Filter these entries down to lines holding "police".

[EXTRACTED ENTRIES Boundary: Start]

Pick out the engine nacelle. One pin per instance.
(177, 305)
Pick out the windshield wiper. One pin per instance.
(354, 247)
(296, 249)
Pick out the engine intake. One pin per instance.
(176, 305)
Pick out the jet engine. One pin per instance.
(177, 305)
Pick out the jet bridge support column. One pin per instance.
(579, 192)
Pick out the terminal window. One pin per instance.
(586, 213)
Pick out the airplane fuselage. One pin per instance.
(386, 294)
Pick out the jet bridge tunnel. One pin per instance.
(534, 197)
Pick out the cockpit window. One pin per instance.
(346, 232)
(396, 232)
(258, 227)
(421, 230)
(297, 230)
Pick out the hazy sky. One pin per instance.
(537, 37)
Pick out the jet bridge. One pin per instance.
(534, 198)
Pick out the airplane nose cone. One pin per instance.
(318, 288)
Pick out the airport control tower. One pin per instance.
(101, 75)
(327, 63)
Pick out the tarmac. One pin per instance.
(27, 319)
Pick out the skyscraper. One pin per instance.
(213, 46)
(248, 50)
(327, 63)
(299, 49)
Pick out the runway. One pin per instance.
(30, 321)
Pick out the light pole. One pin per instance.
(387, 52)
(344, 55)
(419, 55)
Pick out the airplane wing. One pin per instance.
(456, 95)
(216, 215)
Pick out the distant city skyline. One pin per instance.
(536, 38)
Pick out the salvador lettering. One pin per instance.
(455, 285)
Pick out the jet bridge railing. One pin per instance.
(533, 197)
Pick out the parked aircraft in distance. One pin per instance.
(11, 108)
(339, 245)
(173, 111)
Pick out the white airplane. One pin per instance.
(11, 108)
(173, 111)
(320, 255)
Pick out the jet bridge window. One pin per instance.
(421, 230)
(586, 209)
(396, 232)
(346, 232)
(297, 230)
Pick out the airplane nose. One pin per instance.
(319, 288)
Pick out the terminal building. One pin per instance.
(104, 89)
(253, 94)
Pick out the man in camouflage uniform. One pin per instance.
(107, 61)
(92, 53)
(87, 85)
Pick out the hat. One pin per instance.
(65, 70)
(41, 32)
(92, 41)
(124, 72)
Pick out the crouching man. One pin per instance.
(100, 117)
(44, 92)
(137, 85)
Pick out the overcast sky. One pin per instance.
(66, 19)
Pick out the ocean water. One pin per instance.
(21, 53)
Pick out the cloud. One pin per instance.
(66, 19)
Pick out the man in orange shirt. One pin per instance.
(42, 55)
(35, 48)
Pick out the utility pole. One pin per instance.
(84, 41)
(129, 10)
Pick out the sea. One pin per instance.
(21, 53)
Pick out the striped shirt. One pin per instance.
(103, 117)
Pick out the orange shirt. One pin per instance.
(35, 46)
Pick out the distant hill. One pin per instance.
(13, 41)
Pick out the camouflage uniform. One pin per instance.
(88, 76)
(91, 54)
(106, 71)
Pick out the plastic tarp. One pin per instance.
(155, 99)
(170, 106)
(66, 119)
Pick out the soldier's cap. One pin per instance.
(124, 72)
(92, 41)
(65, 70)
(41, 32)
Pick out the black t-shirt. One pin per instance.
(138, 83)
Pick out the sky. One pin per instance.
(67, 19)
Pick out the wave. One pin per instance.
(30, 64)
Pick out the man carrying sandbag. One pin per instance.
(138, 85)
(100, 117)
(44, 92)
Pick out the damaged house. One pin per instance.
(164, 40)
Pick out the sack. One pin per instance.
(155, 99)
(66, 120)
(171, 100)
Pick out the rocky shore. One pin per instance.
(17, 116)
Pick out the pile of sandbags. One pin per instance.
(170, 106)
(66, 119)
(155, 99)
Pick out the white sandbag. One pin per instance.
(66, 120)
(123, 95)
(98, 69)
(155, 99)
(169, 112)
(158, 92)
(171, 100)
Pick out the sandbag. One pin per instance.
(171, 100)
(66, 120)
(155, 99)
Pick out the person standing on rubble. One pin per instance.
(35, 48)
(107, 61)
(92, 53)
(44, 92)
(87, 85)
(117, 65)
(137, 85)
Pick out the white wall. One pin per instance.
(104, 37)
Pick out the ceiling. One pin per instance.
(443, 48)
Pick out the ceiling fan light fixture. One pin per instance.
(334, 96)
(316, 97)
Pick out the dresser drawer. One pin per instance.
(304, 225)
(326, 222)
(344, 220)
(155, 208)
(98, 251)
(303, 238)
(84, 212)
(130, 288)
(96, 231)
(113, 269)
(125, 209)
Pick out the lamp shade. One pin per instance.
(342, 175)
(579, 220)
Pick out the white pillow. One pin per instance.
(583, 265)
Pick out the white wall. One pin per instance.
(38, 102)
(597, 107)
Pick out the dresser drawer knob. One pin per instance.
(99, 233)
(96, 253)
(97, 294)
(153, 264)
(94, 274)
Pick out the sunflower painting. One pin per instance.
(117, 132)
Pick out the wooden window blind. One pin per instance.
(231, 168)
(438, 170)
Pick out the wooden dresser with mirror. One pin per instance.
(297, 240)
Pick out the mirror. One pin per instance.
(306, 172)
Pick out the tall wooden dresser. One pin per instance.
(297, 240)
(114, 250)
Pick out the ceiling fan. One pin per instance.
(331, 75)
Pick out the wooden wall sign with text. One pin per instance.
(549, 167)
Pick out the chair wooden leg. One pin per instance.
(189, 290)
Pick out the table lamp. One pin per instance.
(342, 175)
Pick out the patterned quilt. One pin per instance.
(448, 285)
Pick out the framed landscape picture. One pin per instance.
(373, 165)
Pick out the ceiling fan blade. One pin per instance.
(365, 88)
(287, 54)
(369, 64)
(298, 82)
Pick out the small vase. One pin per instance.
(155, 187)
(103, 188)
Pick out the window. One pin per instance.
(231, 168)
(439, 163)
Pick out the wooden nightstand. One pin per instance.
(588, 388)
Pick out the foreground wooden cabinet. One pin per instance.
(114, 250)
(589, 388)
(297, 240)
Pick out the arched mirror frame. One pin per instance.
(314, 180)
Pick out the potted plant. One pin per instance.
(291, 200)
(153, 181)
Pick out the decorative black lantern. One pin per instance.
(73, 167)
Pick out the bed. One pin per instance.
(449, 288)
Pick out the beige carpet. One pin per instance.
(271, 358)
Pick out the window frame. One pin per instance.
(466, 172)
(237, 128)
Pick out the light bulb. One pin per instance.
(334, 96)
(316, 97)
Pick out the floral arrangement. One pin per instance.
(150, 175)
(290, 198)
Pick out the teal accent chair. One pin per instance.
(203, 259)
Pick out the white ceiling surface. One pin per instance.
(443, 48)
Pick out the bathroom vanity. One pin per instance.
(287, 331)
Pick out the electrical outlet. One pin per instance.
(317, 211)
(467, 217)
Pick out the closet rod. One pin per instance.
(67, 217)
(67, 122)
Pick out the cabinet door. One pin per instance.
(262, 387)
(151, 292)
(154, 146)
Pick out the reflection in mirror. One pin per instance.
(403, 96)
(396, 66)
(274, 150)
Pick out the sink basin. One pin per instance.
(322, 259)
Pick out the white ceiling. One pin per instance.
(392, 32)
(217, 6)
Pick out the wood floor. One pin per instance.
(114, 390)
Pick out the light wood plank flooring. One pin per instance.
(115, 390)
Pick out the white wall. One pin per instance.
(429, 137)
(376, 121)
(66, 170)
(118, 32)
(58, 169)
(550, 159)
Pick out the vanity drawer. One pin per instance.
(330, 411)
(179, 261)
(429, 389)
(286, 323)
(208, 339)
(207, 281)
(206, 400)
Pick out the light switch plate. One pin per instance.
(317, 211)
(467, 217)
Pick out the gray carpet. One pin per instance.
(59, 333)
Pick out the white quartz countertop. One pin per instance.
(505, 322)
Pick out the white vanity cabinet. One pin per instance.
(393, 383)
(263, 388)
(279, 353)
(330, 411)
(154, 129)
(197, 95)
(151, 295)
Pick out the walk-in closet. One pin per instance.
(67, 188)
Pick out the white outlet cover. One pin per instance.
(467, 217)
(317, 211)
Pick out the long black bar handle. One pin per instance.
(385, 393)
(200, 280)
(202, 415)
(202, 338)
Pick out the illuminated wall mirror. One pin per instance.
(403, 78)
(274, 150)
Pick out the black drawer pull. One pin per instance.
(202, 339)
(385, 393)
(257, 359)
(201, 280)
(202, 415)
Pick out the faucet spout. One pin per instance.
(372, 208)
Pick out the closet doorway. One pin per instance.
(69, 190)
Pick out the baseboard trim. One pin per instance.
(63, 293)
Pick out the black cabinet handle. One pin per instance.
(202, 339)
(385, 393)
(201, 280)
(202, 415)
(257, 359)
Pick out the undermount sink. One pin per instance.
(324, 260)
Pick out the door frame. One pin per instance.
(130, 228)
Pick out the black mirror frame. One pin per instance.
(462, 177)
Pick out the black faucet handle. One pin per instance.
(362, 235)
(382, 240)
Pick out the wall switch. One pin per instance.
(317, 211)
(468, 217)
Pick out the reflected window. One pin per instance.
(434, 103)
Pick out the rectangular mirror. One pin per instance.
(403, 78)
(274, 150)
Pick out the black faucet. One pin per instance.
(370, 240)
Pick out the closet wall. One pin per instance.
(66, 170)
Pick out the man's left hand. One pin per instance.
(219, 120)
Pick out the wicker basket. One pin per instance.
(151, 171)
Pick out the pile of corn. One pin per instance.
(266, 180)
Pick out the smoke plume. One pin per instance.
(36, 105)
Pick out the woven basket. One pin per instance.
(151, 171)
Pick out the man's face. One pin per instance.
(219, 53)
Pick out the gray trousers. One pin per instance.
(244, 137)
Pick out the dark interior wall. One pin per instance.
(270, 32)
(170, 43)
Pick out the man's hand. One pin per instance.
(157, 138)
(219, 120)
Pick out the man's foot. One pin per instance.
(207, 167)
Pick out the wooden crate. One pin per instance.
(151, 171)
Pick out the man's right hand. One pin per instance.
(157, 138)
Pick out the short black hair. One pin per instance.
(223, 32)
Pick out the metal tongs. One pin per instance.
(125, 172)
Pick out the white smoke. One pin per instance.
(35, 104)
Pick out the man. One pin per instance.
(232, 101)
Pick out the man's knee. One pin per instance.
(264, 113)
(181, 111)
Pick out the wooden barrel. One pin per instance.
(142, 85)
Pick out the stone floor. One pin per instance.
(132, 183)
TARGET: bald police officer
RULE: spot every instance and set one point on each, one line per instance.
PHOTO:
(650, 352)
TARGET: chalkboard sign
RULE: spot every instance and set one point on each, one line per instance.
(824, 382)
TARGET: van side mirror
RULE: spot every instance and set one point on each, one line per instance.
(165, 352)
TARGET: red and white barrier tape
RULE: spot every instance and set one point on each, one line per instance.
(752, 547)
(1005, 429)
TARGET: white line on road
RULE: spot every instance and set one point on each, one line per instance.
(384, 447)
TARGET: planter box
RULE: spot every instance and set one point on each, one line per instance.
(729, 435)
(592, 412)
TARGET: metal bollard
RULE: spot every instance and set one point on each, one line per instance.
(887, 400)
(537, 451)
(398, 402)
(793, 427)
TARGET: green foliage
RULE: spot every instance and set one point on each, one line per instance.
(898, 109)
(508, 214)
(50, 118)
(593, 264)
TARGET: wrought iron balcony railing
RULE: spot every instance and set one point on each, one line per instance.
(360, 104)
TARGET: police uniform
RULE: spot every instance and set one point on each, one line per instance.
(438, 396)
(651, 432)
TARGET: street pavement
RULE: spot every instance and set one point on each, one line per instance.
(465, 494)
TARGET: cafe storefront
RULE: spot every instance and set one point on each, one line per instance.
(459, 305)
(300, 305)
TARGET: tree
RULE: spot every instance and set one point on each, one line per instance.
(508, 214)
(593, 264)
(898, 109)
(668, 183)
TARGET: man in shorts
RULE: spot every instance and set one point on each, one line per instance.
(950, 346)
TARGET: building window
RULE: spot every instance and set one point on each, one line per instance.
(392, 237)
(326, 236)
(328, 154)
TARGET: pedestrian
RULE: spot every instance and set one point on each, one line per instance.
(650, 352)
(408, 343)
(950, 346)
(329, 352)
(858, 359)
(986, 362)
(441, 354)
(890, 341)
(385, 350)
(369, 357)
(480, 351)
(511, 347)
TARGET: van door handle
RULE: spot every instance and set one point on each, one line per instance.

[EXTRACTED ENTRIES Boundary: End]

TASK ANSWER:
TARGET: bald police officer
TARGET: police uniform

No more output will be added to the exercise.